▶ [TASK]: Please reproduce every one of the entries below word for word, changing nothing.

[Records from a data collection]

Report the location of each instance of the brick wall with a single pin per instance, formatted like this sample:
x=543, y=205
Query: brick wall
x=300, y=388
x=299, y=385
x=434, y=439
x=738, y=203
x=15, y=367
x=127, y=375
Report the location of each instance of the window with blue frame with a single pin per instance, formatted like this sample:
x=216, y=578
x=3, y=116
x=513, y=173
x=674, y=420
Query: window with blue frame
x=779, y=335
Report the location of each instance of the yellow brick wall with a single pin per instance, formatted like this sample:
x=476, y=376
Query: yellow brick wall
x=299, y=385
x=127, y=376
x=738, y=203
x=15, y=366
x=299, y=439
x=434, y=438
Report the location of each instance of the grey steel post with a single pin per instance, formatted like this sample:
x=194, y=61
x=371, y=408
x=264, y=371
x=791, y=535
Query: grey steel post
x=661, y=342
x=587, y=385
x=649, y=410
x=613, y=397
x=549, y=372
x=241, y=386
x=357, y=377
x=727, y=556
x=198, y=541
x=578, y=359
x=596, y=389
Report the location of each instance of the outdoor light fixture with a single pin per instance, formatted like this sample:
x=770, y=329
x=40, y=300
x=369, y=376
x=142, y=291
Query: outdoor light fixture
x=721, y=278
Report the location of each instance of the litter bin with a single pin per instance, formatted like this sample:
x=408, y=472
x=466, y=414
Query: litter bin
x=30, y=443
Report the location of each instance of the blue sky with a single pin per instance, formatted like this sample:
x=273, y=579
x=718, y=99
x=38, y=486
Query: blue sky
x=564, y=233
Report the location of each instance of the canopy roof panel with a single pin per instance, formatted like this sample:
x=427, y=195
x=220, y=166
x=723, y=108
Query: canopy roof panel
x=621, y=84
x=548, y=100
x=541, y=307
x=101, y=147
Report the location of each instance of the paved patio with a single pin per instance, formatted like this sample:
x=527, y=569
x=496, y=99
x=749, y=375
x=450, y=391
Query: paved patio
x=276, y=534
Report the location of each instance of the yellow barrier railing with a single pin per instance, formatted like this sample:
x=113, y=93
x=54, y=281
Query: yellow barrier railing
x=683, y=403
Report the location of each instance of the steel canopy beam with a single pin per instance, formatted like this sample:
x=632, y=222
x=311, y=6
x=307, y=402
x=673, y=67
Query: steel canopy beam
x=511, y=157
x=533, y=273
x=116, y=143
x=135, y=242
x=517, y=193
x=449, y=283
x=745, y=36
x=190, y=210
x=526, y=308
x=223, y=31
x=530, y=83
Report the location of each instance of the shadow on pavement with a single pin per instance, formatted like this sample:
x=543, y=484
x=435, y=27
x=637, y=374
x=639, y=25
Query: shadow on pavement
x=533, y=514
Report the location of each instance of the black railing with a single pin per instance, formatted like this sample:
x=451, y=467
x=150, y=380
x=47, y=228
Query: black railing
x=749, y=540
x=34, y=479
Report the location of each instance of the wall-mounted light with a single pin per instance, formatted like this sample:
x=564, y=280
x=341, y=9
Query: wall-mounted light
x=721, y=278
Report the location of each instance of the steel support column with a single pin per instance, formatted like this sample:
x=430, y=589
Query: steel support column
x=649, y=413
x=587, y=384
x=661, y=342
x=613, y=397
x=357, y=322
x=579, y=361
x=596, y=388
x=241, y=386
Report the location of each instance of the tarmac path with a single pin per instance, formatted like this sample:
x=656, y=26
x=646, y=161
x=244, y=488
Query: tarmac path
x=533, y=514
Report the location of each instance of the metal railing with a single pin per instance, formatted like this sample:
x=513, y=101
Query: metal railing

▶ [EXERCISE OUTPUT]:
Report the location of each instance of the brick wall with a single pin per instance, formatted like this sample:
x=543, y=205
Query: brick wall
x=300, y=388
x=299, y=385
x=434, y=439
x=738, y=203
x=15, y=367
x=127, y=375
Report the location of each instance of the window with blue frame with a single pin per instance, formatted like this sample:
x=216, y=578
x=3, y=116
x=513, y=173
x=674, y=420
Query: window with blue frame
x=779, y=335
Report the location of each instance of the yellow brick wall with a single pin per instance, formatted like this sample:
x=476, y=376
Query: yellow brick wall
x=299, y=385
x=127, y=376
x=738, y=203
x=15, y=366
x=299, y=439
x=434, y=438
Report the location of each instance of the grey steel post with a single pin per instance, formatted like this sample:
x=194, y=61
x=371, y=408
x=264, y=371
x=791, y=535
Query: grey steel post
x=661, y=342
x=587, y=385
x=649, y=410
x=613, y=397
x=549, y=372
x=241, y=386
x=357, y=377
x=727, y=556
x=198, y=541
x=578, y=359
x=596, y=389
Report the location of each instance of the outdoor light fixture with a single pin per instance, formatted like this sample:
x=770, y=329
x=40, y=300
x=369, y=376
x=142, y=291
Query: outdoor light fixture
x=721, y=278
Report the location of each instance of the litter bin with a single pin per instance, formatted like this sample:
x=408, y=472
x=466, y=414
Query: litter bin
x=30, y=443
Report the location of each instance of the blue sky with a single pin per instance, formatted like this sample:
x=273, y=579
x=718, y=99
x=38, y=486
Query: blue sky
x=564, y=233
Report the location of each instance of the canopy roof panel with a single pin per instance, formatted like this sample:
x=427, y=195
x=220, y=166
x=723, y=108
Query: canopy roof panel
x=621, y=84
x=548, y=100
x=541, y=307
x=101, y=147
Report the location of each instance of the paved patio with a single pin per instance, formatted like this sample:
x=527, y=569
x=496, y=99
x=749, y=375
x=450, y=391
Query: paved patio
x=276, y=534
Report the location of each instance of the yellow barrier railing with a single pin per instance, formatted like this sample:
x=113, y=93
x=54, y=281
Query: yellow barrier railing
x=683, y=403
Report the location of each instance of the steel canopy beam with a single pin per instance, formatted like this sample:
x=632, y=222
x=311, y=6
x=307, y=402
x=673, y=67
Query: steel canopy beam
x=511, y=157
x=533, y=273
x=116, y=143
x=135, y=242
x=517, y=193
x=449, y=283
x=745, y=36
x=190, y=210
x=526, y=308
x=223, y=31
x=530, y=83
Report the location of each instance of the shadow on pavement with a single pin per instance, formatted like this sample:
x=543, y=484
x=435, y=27
x=637, y=374
x=639, y=25
Query: shadow on pavement
x=533, y=514
Report the location of each instance of the black railing with a single pin per instance, formatted like this sample:
x=451, y=467
x=150, y=380
x=47, y=228
Query: black railing
x=749, y=540
x=34, y=479
Report the location of each instance of the wall-mounted light with a single pin per instance, formatted like this sample:
x=564, y=280
x=341, y=9
Query: wall-mounted light
x=721, y=278
Report the location of each instance of the steel support column with a single pin per instance, formatted like this sample:
x=430, y=589
Query: steel support column
x=649, y=413
x=587, y=384
x=661, y=342
x=613, y=397
x=357, y=322
x=579, y=361
x=596, y=388
x=241, y=386
Report the location of each instance of the tarmac path with a single pin per instance, formatted like this sample:
x=656, y=26
x=646, y=161
x=244, y=488
Query: tarmac path
x=533, y=514
Report the location of each instance of the metal railing with a single pin per instance, formatted like this sample:
x=513, y=101
Query: metal railing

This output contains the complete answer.